**Point localization data**

-.-.-

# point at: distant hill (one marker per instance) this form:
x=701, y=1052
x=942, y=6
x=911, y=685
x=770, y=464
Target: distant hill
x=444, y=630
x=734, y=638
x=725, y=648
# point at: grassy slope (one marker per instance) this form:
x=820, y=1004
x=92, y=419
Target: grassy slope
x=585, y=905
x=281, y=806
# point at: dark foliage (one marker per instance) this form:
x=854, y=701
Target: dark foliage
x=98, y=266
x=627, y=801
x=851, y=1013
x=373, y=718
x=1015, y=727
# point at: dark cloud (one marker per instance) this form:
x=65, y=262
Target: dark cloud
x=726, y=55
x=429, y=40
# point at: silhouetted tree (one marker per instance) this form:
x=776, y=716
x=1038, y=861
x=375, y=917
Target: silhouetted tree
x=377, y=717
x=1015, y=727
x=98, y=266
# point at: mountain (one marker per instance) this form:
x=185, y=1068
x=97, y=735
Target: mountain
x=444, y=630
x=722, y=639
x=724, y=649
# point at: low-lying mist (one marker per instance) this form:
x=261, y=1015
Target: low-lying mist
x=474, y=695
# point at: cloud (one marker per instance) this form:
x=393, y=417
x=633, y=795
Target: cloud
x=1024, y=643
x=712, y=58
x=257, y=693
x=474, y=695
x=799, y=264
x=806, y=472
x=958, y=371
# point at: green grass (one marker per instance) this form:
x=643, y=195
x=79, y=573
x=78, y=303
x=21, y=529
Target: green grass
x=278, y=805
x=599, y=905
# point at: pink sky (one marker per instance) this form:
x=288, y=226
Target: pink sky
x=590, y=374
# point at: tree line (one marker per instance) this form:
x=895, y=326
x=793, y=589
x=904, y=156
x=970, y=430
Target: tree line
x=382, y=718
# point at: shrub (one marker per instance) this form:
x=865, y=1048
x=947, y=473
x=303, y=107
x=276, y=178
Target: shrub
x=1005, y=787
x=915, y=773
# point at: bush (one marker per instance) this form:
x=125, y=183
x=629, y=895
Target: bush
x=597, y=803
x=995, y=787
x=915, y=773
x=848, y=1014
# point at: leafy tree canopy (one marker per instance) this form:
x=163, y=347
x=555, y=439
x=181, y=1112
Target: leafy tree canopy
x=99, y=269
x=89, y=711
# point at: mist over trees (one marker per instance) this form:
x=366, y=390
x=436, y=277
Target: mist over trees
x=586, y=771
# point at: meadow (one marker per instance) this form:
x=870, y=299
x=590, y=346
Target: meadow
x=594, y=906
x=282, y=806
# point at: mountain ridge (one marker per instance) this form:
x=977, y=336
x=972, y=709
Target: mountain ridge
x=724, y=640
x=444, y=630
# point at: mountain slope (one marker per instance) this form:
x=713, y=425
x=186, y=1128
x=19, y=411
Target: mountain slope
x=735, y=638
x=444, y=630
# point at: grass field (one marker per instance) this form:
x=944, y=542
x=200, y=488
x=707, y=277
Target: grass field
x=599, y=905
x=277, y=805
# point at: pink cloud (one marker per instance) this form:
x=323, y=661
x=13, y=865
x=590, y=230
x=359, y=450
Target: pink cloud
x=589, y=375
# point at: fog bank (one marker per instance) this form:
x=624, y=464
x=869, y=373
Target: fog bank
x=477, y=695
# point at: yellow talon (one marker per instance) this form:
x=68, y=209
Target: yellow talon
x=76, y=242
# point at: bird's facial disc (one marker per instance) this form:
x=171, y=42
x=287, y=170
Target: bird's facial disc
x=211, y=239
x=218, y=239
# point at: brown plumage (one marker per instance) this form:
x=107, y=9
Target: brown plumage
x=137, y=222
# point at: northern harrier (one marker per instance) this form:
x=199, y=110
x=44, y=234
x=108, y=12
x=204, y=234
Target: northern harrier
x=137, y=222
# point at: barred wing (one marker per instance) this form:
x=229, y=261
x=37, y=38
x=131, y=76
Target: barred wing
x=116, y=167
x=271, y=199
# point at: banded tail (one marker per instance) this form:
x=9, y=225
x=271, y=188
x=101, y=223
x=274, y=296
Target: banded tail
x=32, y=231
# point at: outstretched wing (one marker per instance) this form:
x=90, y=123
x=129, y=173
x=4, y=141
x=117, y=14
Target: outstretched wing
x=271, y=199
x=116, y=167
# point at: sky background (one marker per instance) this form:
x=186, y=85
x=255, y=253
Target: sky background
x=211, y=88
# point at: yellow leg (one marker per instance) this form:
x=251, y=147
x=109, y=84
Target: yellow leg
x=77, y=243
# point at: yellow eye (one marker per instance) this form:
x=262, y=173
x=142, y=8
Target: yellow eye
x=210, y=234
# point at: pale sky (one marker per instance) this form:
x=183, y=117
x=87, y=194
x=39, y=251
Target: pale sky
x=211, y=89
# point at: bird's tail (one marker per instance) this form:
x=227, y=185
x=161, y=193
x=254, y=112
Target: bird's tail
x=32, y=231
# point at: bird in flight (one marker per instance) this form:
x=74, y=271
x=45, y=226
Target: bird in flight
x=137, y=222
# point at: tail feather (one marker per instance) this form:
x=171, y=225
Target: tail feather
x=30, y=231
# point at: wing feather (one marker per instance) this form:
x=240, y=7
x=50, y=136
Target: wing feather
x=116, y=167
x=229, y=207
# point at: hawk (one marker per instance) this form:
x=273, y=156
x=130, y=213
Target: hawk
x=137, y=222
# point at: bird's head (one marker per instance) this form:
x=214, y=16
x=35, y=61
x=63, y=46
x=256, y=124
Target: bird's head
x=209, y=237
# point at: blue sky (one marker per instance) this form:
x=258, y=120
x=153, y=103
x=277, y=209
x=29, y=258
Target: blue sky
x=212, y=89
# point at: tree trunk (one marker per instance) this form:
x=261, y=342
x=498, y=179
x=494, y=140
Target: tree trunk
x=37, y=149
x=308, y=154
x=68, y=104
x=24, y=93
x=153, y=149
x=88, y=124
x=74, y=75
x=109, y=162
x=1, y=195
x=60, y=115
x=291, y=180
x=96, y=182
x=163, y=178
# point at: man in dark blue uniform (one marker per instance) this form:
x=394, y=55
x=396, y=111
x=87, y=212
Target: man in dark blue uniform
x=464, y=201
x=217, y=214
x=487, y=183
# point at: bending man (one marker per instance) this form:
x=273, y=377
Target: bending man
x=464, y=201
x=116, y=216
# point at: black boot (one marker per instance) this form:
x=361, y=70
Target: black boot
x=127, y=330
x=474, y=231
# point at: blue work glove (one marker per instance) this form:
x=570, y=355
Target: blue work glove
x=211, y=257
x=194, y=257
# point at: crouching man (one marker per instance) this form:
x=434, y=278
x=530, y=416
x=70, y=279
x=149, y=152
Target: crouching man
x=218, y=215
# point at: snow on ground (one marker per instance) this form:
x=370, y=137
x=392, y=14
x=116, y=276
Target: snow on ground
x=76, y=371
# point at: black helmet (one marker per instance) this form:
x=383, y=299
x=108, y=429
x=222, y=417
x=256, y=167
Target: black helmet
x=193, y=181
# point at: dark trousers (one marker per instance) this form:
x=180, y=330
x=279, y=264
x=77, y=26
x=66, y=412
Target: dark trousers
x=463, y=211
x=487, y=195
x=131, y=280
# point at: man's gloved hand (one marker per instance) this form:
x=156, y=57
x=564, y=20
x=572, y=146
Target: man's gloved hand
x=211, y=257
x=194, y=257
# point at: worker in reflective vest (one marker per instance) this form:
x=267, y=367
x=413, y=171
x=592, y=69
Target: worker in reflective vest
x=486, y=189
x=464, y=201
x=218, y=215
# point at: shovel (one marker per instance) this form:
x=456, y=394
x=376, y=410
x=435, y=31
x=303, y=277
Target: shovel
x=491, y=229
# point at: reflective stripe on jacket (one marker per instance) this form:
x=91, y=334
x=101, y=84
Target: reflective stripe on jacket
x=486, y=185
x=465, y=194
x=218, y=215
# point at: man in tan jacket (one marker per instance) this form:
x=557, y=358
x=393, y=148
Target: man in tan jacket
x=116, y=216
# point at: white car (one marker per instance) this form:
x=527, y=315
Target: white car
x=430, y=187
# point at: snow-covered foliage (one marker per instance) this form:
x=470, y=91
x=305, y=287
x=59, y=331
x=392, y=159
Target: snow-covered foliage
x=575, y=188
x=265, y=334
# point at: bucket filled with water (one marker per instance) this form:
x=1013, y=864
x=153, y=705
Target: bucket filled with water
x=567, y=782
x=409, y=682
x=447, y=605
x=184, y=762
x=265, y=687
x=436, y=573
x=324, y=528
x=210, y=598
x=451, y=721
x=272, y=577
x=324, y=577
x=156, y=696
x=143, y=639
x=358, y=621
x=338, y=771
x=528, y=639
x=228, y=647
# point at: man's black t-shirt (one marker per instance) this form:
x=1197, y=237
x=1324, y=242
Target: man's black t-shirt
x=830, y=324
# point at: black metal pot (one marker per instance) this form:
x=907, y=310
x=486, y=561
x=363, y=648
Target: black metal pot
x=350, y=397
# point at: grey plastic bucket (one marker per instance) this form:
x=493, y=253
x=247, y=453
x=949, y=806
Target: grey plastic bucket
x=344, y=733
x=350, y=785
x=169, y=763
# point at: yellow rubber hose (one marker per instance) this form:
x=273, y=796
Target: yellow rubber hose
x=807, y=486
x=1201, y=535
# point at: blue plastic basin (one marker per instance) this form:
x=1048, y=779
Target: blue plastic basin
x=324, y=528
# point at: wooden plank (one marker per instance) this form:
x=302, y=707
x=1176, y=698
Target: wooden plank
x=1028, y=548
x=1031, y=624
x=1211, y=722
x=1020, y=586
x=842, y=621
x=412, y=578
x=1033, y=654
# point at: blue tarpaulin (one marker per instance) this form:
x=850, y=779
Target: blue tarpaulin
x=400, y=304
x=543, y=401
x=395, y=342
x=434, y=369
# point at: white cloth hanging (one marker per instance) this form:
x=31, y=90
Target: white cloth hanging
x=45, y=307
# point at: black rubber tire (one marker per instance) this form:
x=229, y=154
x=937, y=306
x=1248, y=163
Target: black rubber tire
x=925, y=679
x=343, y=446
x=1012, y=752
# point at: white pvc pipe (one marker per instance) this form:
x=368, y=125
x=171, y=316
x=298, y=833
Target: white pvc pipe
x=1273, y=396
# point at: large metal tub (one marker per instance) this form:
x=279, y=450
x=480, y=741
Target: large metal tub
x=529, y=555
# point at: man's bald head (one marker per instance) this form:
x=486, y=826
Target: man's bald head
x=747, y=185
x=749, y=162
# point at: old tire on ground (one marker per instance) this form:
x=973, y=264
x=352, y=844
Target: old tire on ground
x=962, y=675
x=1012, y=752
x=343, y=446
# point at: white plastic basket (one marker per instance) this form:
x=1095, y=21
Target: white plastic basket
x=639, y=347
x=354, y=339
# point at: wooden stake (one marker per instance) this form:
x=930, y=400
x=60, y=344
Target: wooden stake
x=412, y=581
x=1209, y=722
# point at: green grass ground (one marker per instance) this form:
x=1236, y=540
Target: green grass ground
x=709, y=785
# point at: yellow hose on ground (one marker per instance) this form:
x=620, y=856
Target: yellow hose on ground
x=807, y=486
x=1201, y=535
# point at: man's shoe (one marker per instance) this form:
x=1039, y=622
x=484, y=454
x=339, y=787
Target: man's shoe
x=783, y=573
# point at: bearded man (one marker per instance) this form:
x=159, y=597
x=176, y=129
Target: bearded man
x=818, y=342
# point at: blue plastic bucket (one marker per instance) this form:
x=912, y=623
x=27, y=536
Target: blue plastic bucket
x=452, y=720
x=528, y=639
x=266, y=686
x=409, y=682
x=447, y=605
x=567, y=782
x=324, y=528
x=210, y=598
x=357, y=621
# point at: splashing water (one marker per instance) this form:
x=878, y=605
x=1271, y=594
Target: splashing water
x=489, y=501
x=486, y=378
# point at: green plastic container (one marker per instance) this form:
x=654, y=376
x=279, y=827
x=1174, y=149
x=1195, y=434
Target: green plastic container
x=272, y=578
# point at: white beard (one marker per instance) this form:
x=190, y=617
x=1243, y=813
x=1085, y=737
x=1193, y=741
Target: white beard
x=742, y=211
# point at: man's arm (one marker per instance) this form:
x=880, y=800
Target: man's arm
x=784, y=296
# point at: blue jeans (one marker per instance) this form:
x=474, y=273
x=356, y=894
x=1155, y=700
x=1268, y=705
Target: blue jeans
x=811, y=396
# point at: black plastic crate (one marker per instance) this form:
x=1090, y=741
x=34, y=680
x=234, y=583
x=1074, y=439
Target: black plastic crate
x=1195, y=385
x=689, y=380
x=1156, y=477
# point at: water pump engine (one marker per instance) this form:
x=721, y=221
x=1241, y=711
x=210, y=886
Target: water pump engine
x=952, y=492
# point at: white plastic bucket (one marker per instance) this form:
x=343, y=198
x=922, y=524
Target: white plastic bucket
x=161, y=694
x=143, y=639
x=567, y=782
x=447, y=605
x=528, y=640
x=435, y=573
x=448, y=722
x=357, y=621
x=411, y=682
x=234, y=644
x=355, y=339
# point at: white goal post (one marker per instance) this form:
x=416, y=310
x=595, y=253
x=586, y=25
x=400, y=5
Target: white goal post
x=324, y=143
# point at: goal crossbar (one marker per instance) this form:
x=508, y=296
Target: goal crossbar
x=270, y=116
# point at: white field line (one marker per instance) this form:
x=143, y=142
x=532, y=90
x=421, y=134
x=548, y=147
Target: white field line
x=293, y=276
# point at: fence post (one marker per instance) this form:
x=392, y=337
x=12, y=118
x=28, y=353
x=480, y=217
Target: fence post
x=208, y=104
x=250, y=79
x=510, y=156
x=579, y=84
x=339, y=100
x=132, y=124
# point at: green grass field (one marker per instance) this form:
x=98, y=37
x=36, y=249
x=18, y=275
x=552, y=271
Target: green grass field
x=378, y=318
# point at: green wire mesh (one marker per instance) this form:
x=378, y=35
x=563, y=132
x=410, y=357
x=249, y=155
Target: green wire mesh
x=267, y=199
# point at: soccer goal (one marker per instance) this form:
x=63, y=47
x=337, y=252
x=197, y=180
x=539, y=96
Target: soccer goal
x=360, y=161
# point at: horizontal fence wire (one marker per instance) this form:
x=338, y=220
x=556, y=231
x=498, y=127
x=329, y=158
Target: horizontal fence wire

-.-.-

**REQUIRED ACTION**
Above are the records; from them, give again exactly the lines from the one containing "x=498, y=179" through the one containing "# point at: snow-covered", both included.

**TASK SOLUTION**
x=498, y=179
x=494, y=140
Target: tree trunk
x=37, y=149
x=308, y=154
x=68, y=104
x=24, y=93
x=153, y=149
x=88, y=124
x=74, y=75
x=109, y=162
x=1, y=195
x=60, y=115
x=291, y=180
x=96, y=182
x=163, y=178
# point at: man in dark blue uniform (one marker per instance) this form:
x=394, y=55
x=396, y=111
x=87, y=212
Target: man in dark blue uniform
x=464, y=201
x=217, y=214
x=487, y=183
# point at: bending man (one marker per instance) this form:
x=273, y=377
Target: bending man
x=464, y=201
x=116, y=216
# point at: black boot (one marker per instance) this form:
x=361, y=70
Target: black boot
x=127, y=330
x=474, y=231
# point at: blue work glove (one marker per instance) this form:
x=570, y=355
Target: blue work glove
x=211, y=257
x=194, y=257
# point at: crouching man (one marker per instance) this form:
x=434, y=278
x=530, y=416
x=70, y=279
x=149, y=152
Target: crouching man
x=218, y=215
# point at: snow on ground (one marker per instance) this form:
x=370, y=137
x=392, y=14
x=116, y=276
Target: snow on ground
x=76, y=371
# point at: black helmet (one marker per instance) this form:
x=383, y=299
x=108, y=429
x=222, y=417
x=256, y=167
Target: black helmet
x=193, y=181
# point at: dark trousers (one marker per instance) this form:
x=180, y=330
x=279, y=264
x=77, y=26
x=66, y=412
Target: dark trousers
x=463, y=211
x=487, y=195
x=131, y=280
# point at: man's gloved hand (one marker per instance) this form:
x=156, y=57
x=564, y=20
x=572, y=146
Target: man's gloved hand
x=211, y=257
x=194, y=257
# point at: worker in reflective vest (one marker per instance) this form:
x=267, y=367
x=413, y=171
x=592, y=69
Target: worker in reflective vest
x=486, y=189
x=464, y=201
x=218, y=215
# point at: shovel (one marker per instance) this form:
x=456, y=394
x=376, y=410
x=435, y=31
x=303, y=277
Target: shovel
x=491, y=229
# point at: reflective stripe on jacket (one marker per instance) this form:
x=91, y=334
x=101, y=84
Target: reflective stripe on jacket
x=486, y=185
x=465, y=194
x=218, y=215
# point at: man in tan jacket (one marker per instance) this form:
x=557, y=358
x=393, y=148
Target: man in tan jacket
x=116, y=216
# point at: white car (one marker per instance) this form:
x=527, y=315
Target: white car
x=430, y=187
# point at: snow-covered foliage (one marker per instance) this form:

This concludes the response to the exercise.